-- WHAT IS NEEDED --
Report the number of lines in the data below where the string "image" shows up, and only that number.

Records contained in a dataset
======
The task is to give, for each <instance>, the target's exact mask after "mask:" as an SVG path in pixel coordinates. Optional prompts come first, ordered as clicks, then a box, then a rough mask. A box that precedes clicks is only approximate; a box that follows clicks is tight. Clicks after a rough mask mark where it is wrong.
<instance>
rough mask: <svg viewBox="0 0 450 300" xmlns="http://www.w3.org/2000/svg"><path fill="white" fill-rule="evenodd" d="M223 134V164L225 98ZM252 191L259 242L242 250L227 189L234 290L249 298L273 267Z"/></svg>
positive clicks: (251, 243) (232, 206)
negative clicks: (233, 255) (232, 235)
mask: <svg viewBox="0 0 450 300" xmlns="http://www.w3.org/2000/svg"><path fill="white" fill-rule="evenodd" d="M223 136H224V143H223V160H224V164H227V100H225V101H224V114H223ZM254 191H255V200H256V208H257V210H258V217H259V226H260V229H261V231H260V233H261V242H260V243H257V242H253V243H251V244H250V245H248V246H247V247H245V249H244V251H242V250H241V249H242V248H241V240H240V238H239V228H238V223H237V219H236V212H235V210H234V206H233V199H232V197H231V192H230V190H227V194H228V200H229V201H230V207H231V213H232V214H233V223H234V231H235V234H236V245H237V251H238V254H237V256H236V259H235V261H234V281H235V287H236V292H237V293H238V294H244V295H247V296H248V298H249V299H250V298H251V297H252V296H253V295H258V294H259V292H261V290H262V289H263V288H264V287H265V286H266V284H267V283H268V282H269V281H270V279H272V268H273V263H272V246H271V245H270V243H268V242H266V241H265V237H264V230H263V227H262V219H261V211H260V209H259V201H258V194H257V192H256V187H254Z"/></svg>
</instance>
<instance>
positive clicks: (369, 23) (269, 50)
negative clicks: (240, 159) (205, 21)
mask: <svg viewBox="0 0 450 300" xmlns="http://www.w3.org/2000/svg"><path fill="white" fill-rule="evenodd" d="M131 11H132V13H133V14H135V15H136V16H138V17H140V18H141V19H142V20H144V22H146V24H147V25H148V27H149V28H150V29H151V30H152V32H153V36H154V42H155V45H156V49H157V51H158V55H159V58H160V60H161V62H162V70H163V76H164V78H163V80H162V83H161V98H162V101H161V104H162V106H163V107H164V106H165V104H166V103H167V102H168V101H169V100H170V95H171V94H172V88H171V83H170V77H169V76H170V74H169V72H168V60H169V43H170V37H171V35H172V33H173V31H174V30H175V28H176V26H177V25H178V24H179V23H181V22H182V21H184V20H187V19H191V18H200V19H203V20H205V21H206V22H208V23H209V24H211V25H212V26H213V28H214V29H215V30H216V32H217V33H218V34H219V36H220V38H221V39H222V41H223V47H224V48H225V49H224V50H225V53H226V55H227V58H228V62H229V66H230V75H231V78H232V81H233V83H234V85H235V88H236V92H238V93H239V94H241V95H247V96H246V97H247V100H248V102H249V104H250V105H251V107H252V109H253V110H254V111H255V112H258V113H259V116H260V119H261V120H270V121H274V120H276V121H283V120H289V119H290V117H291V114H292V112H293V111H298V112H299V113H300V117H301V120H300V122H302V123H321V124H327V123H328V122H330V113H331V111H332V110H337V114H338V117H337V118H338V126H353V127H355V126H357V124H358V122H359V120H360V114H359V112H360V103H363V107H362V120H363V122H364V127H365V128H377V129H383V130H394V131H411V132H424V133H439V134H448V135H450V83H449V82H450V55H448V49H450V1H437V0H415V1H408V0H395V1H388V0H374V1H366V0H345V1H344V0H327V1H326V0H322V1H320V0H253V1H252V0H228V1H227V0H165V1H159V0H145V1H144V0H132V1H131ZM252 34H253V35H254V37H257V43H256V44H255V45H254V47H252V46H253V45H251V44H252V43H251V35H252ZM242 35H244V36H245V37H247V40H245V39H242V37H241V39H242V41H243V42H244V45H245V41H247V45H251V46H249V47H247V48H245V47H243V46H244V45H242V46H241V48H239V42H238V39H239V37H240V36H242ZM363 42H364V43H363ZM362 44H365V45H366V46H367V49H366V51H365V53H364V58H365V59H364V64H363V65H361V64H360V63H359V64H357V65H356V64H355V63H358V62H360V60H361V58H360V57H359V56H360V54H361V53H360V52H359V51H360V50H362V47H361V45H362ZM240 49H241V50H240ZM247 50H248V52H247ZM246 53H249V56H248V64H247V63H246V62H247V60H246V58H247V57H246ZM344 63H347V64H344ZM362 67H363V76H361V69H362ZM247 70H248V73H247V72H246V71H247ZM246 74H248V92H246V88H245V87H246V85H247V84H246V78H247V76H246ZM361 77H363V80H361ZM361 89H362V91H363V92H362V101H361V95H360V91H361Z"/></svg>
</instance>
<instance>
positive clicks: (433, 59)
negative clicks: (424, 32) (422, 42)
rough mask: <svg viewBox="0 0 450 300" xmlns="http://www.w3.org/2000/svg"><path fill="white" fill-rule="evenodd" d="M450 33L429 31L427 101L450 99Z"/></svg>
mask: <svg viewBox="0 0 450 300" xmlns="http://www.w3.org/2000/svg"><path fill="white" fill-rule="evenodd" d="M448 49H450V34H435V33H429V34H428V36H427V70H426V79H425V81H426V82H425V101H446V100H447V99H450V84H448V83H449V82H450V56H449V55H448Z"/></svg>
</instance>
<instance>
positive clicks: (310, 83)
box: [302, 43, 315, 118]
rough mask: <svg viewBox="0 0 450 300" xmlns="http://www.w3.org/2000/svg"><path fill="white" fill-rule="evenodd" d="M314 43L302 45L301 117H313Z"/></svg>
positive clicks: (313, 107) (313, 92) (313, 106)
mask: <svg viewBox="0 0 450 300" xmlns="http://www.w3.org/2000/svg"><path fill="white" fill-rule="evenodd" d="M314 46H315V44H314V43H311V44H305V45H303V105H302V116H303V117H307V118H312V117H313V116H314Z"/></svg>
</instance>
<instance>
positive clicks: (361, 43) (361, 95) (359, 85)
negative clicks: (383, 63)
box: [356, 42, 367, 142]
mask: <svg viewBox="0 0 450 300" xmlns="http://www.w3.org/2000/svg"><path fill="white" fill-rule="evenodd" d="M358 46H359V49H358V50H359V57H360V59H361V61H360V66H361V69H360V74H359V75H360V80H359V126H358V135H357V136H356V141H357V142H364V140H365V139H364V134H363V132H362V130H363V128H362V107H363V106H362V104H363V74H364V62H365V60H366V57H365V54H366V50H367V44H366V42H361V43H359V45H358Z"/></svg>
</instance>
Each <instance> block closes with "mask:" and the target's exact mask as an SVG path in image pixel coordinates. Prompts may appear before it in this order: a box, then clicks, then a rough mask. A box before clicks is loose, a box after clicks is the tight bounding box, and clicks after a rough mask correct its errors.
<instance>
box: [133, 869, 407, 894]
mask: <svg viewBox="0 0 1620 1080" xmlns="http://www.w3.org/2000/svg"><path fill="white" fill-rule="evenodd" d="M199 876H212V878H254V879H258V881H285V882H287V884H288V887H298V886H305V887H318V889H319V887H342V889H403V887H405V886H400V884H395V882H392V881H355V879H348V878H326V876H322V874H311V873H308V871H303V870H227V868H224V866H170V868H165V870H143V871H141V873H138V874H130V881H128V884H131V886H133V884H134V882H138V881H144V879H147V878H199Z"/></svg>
======
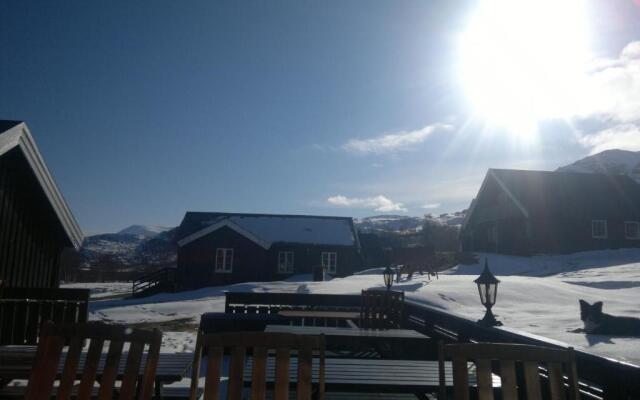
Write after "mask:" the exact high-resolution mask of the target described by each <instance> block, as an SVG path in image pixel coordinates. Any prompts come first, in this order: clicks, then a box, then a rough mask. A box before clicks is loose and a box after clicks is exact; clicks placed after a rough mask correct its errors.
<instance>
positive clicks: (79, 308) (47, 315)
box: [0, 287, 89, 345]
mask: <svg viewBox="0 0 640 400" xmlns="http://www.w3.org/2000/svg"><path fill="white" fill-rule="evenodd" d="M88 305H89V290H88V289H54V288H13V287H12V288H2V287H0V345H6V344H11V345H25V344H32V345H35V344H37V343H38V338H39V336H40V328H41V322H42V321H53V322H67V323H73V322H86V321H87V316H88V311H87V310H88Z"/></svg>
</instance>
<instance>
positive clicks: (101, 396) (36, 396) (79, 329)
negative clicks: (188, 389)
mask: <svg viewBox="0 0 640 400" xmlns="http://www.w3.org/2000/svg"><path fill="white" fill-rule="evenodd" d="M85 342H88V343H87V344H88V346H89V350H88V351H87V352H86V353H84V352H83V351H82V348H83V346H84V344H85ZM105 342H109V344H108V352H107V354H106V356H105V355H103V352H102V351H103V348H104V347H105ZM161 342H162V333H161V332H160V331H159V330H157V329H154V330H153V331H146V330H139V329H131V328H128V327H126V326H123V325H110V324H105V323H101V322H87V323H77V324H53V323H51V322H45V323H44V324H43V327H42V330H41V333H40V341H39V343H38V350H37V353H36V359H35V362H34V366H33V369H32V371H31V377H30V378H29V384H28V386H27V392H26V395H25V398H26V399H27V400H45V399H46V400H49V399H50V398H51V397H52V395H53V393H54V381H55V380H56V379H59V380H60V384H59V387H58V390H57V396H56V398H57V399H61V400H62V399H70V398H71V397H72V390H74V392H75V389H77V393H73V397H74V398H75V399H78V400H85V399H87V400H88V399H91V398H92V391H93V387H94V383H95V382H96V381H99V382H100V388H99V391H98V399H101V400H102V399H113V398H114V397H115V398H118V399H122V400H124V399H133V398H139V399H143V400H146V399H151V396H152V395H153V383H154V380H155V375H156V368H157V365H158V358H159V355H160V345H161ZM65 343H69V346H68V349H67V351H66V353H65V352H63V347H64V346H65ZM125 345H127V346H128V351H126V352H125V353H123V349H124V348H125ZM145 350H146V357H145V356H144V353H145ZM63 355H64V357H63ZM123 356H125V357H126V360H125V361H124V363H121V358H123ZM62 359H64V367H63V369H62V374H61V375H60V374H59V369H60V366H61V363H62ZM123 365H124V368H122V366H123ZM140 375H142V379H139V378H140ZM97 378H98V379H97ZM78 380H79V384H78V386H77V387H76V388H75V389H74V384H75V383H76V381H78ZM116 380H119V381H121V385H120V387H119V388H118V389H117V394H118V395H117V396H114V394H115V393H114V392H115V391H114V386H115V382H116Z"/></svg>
======
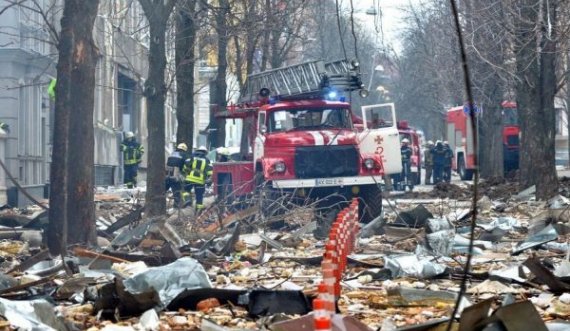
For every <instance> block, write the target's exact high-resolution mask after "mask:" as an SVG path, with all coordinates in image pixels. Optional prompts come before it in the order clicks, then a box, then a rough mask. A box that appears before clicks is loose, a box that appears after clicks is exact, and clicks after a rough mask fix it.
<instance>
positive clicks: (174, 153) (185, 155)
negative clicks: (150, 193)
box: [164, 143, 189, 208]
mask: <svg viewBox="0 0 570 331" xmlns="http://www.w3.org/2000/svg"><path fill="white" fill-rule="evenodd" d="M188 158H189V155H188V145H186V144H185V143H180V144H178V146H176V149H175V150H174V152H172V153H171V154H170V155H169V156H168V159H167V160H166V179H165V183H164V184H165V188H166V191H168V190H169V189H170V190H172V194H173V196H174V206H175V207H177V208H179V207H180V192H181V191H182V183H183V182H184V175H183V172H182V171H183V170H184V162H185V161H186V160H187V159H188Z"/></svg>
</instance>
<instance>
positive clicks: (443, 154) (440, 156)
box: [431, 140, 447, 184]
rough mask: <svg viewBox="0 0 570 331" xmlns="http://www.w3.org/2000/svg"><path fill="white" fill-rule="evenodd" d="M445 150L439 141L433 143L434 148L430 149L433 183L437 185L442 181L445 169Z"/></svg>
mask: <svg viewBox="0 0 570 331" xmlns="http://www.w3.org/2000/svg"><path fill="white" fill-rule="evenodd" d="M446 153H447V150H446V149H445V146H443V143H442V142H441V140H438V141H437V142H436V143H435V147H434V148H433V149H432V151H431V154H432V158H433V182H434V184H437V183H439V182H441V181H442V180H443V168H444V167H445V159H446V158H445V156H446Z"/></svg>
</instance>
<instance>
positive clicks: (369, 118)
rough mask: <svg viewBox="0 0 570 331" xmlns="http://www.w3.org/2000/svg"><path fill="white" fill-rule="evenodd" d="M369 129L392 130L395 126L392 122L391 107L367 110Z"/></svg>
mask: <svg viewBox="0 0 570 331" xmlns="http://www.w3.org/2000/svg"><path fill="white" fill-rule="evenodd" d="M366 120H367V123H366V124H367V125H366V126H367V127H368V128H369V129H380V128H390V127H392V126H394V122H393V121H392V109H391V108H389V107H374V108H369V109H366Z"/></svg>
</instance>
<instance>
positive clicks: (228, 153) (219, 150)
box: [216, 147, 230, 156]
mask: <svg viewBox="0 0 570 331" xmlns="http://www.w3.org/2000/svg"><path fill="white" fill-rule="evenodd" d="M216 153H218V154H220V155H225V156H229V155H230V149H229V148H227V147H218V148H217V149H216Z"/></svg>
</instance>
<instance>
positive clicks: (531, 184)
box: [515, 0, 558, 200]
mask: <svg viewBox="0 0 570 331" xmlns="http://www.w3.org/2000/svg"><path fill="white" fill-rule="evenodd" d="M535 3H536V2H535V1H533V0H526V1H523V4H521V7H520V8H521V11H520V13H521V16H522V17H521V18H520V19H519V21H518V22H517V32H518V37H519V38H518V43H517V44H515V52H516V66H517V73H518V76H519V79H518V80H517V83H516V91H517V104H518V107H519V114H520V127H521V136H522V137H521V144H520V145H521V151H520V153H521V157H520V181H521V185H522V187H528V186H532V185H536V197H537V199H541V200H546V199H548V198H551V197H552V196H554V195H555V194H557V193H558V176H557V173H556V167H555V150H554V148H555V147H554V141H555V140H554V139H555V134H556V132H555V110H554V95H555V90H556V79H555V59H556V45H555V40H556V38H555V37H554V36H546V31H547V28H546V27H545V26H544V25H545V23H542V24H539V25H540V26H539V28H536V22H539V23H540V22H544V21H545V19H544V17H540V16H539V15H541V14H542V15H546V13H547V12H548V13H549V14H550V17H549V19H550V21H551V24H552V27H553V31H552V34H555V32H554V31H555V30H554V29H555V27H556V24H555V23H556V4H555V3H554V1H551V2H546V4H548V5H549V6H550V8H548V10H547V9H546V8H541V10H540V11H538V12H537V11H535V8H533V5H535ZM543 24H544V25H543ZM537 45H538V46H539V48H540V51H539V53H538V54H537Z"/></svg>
======
-- SOLUTION TO THIS EXERCISE --
3